• [Reading text]:

[Start of Attachment]

Shandong Western Circuit (山東西路) was an administrative division (circuit, or lu, 路) during the Jurchen Jin dynasty.

After Jin defeated Song in 1127, the territory of the Song dynasty’s Jingdong East Circuit (京東西路) was reorganized and renamed Shandong Western Circuit. Its administrative seat was located at Dongping Prefecture (東平府), corresponding to present-day Dongping County, Shandong Province. This marked the beginning of “Shandong” as a regional name in the context of Chinese administrative geography.

The circuit covered the region south of Mount Tai, north of Chengwu County (成武縣) and Jinxiang County (金鄉縣), west of Mount Meng, east of Liaocheng, Yanggu County (陽穀縣), and Heze, as well as south of Gaotang County (高唐縣); it also included the area west of Pizhou and Siyang County (泗阳縣) in Jiangsu Province, north of the former course of the Yellow River.

The circuit administered the following prefectures and subprefectures:

- Dongpingfu (東平府) – present-day Dongping, Shandong
- Taianzhou (泰安州) – present-day Tai’an, Shandong
- Dezhou (德州) – present-day Ling County, Shandong
- Bozhou (博州) – present-day Liaocheng, Shandong
- Jizhou (濟州) – present-day Jining, Shandong
- Yanzhou (兖州) – present-day Yanzhou, Shandong
- Tengzhou (滕州) – present-day Tengzhou, Shandong
- Xuzhou (徐州) – present-day Xuzhou, Jiangsu
- Pizhou (邳州) – present-day southern Pizhou, Jiangsu

The Shandong Western Circuit was abolished during the Yuan dynasty.

[End of Attachment]

• [Records]:
[Start of Attachment]

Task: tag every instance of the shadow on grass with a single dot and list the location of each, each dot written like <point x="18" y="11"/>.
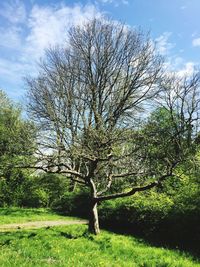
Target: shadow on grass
<point x="157" y="238"/>
<point x="16" y="212"/>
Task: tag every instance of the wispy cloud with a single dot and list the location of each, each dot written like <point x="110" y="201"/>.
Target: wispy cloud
<point x="163" y="44"/>
<point x="196" y="42"/>
<point x="43" y="26"/>
<point x="14" y="11"/>
<point x="116" y="3"/>
<point x="187" y="69"/>
<point x="48" y="25"/>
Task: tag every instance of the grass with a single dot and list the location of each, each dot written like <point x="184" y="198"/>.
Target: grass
<point x="71" y="246"/>
<point x="19" y="215"/>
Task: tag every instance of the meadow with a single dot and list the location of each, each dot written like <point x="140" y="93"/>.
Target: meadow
<point x="73" y="246"/>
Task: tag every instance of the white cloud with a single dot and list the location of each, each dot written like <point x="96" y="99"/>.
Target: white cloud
<point x="116" y="3"/>
<point x="14" y="11"/>
<point x="196" y="42"/>
<point x="183" y="7"/>
<point x="188" y="69"/>
<point x="48" y="25"/>
<point x="10" y="38"/>
<point x="163" y="45"/>
<point x="43" y="26"/>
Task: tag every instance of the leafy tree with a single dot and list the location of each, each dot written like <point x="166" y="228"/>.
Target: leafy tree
<point x="16" y="144"/>
<point x="89" y="100"/>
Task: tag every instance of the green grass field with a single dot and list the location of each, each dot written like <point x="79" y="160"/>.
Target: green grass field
<point x="17" y="215"/>
<point x="72" y="246"/>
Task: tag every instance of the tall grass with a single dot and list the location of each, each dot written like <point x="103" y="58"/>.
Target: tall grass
<point x="72" y="246"/>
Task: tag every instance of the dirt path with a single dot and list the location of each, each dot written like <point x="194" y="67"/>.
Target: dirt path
<point x="38" y="224"/>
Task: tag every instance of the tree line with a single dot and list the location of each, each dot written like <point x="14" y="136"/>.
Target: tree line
<point x="107" y="116"/>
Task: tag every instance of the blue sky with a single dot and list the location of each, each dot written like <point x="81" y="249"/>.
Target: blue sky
<point x="28" y="27"/>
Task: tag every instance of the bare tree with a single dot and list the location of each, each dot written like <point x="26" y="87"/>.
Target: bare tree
<point x="86" y="103"/>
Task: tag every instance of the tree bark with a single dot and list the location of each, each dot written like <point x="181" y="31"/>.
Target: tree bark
<point x="94" y="219"/>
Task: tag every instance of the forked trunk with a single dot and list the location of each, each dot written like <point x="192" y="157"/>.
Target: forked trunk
<point x="94" y="219"/>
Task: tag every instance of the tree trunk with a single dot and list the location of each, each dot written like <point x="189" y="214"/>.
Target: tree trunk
<point x="94" y="219"/>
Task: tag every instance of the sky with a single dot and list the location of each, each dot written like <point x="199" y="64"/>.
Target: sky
<point x="29" y="27"/>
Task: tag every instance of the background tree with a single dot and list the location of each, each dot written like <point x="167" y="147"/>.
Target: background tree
<point x="87" y="101"/>
<point x="16" y="144"/>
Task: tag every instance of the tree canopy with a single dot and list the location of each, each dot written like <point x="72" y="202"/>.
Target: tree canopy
<point x="90" y="102"/>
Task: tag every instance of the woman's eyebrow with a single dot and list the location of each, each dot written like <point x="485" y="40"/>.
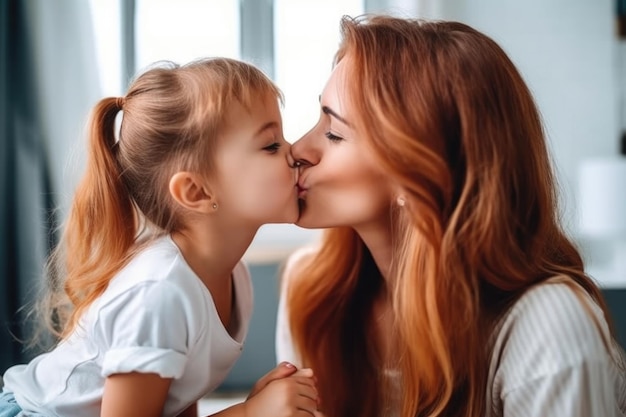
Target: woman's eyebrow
<point x="327" y="110"/>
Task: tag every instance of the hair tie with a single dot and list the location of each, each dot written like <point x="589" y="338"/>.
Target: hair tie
<point x="119" y="102"/>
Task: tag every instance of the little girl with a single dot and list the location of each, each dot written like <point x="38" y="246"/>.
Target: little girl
<point x="150" y="298"/>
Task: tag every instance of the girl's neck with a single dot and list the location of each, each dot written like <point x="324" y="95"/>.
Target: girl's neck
<point x="212" y="255"/>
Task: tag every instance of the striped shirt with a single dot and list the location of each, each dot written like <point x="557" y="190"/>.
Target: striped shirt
<point x="549" y="356"/>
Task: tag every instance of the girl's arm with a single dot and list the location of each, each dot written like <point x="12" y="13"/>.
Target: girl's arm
<point x="134" y="395"/>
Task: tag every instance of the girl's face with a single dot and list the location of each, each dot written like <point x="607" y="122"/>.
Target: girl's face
<point x="256" y="184"/>
<point x="340" y="182"/>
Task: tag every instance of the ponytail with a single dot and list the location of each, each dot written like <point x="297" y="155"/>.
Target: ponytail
<point x="100" y="229"/>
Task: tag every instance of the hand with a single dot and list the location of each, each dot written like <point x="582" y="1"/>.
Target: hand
<point x="282" y="370"/>
<point x="283" y="394"/>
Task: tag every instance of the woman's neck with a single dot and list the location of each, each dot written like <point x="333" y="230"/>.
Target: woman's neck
<point x="377" y="238"/>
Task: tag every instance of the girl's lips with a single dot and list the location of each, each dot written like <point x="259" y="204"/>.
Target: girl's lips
<point x="301" y="190"/>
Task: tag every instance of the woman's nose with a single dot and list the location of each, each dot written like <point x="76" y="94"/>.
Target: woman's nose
<point x="304" y="150"/>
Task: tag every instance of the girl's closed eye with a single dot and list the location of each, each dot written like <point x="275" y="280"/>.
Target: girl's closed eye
<point x="273" y="148"/>
<point x="332" y="137"/>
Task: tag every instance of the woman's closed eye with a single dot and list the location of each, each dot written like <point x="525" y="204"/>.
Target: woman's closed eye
<point x="332" y="137"/>
<point x="273" y="148"/>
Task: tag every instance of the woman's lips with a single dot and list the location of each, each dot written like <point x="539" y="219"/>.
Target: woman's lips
<point x="302" y="191"/>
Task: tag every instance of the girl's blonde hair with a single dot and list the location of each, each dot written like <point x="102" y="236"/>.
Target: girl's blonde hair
<point x="172" y="118"/>
<point x="453" y="123"/>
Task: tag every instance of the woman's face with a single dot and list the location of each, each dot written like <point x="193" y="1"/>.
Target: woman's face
<point x="340" y="182"/>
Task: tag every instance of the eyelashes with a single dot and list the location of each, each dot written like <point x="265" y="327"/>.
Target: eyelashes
<point x="332" y="137"/>
<point x="273" y="148"/>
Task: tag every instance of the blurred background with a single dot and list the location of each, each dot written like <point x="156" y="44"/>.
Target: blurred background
<point x="58" y="57"/>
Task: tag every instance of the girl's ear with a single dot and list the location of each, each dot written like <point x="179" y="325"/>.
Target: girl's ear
<point x="192" y="192"/>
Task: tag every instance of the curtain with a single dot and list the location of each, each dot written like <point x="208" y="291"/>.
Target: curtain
<point x="48" y="82"/>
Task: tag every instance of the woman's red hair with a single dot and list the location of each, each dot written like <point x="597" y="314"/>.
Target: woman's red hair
<point x="454" y="125"/>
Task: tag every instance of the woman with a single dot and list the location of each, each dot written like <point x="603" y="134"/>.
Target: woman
<point x="444" y="285"/>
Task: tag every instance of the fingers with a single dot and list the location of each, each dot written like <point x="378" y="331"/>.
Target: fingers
<point x="282" y="370"/>
<point x="304" y="372"/>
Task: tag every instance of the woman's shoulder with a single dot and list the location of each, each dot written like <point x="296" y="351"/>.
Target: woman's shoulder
<point x="557" y="312"/>
<point x="554" y="326"/>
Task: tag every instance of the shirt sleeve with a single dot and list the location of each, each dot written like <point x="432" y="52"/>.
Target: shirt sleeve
<point x="557" y="359"/>
<point x="145" y="329"/>
<point x="586" y="390"/>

[End of Attachment]

According to the passage on the Shandong Western Circuit, where was the circuit's administrative seat? None of the records matter for the work here.

Dongping Prefecture (東平府), which corresponds to present-day Dongping County, Shandong Province.